WHAT YOU SHOULD DO
The stretch from the line with "Target: brown hair" through the line with "point(377, 150)" in the records below: write it out exactly, and nothing else.

SUPPLIED MATERIAL
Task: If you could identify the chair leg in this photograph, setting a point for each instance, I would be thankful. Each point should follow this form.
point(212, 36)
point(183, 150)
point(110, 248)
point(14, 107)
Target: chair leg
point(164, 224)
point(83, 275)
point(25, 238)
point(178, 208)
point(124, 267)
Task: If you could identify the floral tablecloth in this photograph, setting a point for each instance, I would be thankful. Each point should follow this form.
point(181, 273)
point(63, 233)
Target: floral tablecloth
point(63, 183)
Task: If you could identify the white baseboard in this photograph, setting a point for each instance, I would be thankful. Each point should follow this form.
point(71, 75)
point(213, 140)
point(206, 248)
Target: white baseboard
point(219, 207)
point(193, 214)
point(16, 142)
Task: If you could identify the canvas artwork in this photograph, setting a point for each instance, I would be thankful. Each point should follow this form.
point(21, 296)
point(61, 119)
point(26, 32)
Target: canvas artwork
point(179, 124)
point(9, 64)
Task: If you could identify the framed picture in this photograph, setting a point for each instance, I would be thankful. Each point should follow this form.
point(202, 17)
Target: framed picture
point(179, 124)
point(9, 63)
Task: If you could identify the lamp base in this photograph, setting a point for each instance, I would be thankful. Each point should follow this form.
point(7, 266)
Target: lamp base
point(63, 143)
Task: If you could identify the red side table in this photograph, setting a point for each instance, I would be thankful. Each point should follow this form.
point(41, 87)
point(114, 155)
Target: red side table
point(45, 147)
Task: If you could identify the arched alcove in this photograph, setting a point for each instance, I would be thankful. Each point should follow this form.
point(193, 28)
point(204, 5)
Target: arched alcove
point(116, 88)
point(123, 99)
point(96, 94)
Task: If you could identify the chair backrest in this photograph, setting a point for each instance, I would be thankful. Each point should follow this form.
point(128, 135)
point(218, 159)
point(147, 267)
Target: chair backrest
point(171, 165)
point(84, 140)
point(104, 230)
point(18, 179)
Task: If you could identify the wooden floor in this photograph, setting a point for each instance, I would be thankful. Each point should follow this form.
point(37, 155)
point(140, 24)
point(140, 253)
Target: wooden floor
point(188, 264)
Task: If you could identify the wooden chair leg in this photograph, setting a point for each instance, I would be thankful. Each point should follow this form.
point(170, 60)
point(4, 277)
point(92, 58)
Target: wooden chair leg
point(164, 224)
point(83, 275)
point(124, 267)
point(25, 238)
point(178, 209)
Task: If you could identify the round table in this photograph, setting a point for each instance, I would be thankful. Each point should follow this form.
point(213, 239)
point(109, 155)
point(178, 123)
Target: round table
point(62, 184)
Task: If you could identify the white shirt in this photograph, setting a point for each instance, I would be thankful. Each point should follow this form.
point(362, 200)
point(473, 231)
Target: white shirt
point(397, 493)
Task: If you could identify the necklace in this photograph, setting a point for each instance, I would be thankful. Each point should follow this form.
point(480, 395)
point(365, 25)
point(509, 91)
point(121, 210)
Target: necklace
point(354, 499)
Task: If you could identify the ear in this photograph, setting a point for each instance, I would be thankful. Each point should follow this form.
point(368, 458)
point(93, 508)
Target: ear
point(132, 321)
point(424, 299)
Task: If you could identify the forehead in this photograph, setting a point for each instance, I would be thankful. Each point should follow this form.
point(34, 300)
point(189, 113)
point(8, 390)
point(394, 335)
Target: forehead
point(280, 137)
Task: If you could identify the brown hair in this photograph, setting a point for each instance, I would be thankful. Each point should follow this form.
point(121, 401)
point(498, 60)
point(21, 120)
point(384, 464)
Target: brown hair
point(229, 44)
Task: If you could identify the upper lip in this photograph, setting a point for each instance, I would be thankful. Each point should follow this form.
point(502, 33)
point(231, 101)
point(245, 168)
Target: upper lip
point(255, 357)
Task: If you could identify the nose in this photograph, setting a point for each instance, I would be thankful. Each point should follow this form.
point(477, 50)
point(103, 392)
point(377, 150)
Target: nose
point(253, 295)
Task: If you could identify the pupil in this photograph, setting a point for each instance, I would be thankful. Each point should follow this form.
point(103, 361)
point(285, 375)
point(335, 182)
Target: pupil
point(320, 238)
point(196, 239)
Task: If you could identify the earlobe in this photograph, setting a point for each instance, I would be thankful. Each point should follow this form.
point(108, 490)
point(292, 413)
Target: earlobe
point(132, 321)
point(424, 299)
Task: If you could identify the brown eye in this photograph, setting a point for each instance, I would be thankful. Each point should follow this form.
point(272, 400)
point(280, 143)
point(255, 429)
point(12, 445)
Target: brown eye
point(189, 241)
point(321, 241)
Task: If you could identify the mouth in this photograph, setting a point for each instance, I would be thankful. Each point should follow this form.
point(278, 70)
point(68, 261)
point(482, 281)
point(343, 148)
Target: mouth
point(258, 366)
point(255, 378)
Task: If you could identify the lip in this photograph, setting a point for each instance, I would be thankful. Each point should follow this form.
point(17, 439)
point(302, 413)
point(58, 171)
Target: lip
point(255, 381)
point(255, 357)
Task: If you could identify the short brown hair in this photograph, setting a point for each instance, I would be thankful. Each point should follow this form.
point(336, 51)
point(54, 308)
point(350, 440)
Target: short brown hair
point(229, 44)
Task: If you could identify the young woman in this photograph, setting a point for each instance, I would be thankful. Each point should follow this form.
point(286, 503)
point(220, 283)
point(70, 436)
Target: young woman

RESULT OF THIS EXERCISE
Target: brown hair
point(229, 44)
Task: If you could identify the upper lip in this photograph, setting a point for each instance, I would be thankful. Each point should follow this form.
point(502, 33)
point(231, 101)
point(245, 168)
Target: upper lip
point(255, 357)
Task: If you could identify the nose in this photograph, setting a point for each instance, I would be thankful. Each point should follow this form.
point(477, 50)
point(103, 392)
point(377, 150)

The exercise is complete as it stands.